WHAT IS BEING ASKED: Extract, without alteration, each line from the start of the listing to the line bearing "[pin] girl's hand".

EXERCISE MATERIAL:
************
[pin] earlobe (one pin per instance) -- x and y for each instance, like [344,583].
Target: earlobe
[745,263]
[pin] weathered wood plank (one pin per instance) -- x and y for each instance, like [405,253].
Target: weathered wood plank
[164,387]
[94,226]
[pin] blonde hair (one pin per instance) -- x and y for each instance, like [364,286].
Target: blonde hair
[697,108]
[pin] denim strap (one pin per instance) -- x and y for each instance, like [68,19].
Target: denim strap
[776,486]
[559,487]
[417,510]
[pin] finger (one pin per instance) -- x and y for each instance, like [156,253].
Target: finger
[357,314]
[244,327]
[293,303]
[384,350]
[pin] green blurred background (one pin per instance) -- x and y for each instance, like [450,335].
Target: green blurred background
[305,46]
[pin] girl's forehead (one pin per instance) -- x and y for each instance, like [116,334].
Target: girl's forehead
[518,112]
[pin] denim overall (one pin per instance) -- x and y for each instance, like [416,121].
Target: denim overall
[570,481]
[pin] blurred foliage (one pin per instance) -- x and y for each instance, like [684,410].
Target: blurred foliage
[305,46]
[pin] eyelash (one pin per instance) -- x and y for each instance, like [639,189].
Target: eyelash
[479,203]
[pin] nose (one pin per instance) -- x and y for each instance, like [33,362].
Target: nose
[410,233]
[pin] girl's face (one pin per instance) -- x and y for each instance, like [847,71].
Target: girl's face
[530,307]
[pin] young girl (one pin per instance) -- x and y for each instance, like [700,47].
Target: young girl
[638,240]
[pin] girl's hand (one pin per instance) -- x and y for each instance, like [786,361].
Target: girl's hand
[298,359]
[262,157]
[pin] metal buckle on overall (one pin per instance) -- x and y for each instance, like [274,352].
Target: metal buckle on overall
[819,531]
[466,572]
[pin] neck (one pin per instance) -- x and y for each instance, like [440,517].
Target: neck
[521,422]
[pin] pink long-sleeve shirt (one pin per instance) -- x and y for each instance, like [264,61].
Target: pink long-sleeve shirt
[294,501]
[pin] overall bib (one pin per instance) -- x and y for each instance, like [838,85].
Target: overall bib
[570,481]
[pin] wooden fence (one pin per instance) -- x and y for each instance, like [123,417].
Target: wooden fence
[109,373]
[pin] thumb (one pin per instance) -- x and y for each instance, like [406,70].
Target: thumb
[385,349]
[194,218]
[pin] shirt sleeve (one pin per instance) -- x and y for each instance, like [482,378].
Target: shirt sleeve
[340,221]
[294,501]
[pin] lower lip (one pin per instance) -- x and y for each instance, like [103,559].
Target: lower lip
************
WRITTEN REPLY:
[pin] earlobe (one pin per instance) -- x and y for each instance, like [344,583].
Target: earlobe
[745,263]
[pin] weathered wood plank (one pin per instance) -- x and y for each instance, like [405,253].
Target: weathered wood plank
[164,387]
[94,226]
[pin] blonde hair (one pin per instance) -- x and y for each instance, like [364,286].
Target: blonde hair
[697,108]
[pin] denim strap (one pin per instance) -- x and y for each instance, like [68,19].
Target: denim strap
[776,486]
[559,487]
[417,510]
[pin] finger (one pin per instance) -- x and y for each instance, like [156,253].
Target: finger
[357,314]
[244,327]
[293,303]
[384,350]
[pin] green blurred background (one pin per instance) -- x and y for each instance, like [450,335].
Target: green blurred background
[305,46]
[pin] girl's forehead (one pin per instance) -- x and y for each instance, like [116,334].
Target: girl's forehead
[518,112]
[pin] denim overall (one pin per instance) -- x and y for each instance, like [416,121].
Target: denim overall
[570,481]
[pin] blurred foliage (one pin per instance) -- x and y for each instance, like [684,410].
Target: blurred foliage
[305,46]
[pin] eyelash (one pin per instance) -- x and y for each instance, like [639,189].
Target: eyelash
[479,203]
[pin] nose (one pin per instance) -- x and y for each instance, like [33,362].
Target: nose
[410,233]
[pin] girl's face (one pin per instance) -- x and y for each instance, like [847,71].
Target: girl's face
[530,307]
[pin] young girl (one pin per instance) -- x and y for each instance, like [700,47].
Target: young girl
[638,240]
[pin] girl's hand (one pin per instance) -- x and y for each instance, like [786,361].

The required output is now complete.